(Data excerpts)
=== Begin Enclosure ===

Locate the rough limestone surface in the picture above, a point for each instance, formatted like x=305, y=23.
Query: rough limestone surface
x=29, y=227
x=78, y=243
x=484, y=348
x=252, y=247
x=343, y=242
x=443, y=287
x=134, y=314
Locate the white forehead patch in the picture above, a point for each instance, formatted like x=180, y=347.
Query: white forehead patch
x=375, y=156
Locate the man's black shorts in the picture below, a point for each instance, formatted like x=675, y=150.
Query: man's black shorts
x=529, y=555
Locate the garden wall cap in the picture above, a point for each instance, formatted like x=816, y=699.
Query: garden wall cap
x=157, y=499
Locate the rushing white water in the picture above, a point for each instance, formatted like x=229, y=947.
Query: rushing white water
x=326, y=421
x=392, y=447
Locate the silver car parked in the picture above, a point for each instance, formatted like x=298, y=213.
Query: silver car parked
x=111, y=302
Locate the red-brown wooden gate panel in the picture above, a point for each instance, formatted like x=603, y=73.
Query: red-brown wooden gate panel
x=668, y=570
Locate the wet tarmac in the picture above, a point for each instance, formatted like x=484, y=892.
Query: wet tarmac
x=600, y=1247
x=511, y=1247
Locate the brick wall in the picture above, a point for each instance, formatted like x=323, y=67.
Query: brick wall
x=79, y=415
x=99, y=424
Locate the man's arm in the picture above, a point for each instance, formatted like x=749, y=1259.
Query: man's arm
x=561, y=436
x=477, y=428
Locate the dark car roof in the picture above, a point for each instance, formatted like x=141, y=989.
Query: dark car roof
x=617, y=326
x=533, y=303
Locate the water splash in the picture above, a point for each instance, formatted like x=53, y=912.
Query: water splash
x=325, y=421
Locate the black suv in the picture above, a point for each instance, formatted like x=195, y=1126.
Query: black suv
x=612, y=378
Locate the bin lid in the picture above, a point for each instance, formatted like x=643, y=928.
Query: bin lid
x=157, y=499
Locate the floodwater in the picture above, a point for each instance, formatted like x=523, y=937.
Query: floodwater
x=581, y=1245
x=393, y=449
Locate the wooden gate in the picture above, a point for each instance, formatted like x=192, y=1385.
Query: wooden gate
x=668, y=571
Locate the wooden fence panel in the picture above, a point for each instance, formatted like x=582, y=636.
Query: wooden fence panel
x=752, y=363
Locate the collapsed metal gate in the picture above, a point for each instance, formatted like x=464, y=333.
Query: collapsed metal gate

=== End Enclosure ===

Render every record verbatim. Nothing should be left out.

Solved exercise.
Locate the rough limestone surface in the picture above, a point for each instance, formatted like x=305, y=23.
Query: rough limestone surface
x=29, y=227
x=78, y=243
x=484, y=348
x=252, y=247
x=343, y=242
x=443, y=287
x=134, y=314
Locate the white forehead patch in the picture above, a point for each instance, formatted like x=180, y=347.
Query: white forehead patch
x=375, y=156
Locate the man's black shorts in the picture below, a point for each instance, formatted like x=675, y=150.
Query: man's black shorts
x=529, y=555
Locate the garden wall cap in the picture above, a point for each instance, formatted like x=816, y=699.
Query: garden wall cap
x=157, y=499
Locate the rushing white water in the picture above, a point for each instance, formatted like x=229, y=947.
Query: rushing white water
x=326, y=421
x=392, y=447
Locate the silver car parked in the picture above, a point for each instance, formatted like x=298, y=213.
Query: silver car parked
x=111, y=302
Locate the red-brown wooden gate panel in the picture above, a point for each instance, formatted like x=603, y=73.
Query: red-brown wooden gate panel
x=668, y=570
Locate the wet tarmac in the picture above, a point for each instance, formatted like x=484, y=892.
Query: wet tarmac
x=600, y=1247
x=511, y=1247
Locate the brick wall in the picture above, a point for each instance, formatted like x=323, y=67.
Query: brick wall
x=79, y=415
x=99, y=424
Locate the man's arm in the picture above, a point for each instance, formatted like x=749, y=1259.
Query: man's arm
x=561, y=436
x=477, y=428
Locate the dark car roof in the picture above, a point for each instance, formatted like x=141, y=989.
Query: dark car roof
x=617, y=326
x=533, y=303
Locate the water splash in the picture above, a point for each instance, formatted like x=53, y=912.
Query: water splash
x=325, y=421
Locate the black suv in the picture above, a point for each instance, formatted like x=195, y=1126.
Query: black suv
x=612, y=378
Locate the bin lid in the picture above, a point for each instance, formatted like x=643, y=928.
Query: bin lid
x=157, y=499
Locate the floodwater in the picture above, a point for each instance, formatted like x=523, y=937.
Query: floodwater
x=581, y=1245
x=393, y=449
Locate the wooden gate in the picture above, a point for each instance, formatted like x=192, y=1385.
Query: wooden gate
x=668, y=571
Locate the wooden fence panel in the picture above, a point for each instance, formatted like x=582, y=636.
Query: wooden fence panel
x=752, y=363
Locate the collapsed metal gate in the picture above, a point for each instance, formatted like x=464, y=333.
Query: collapsed metal gate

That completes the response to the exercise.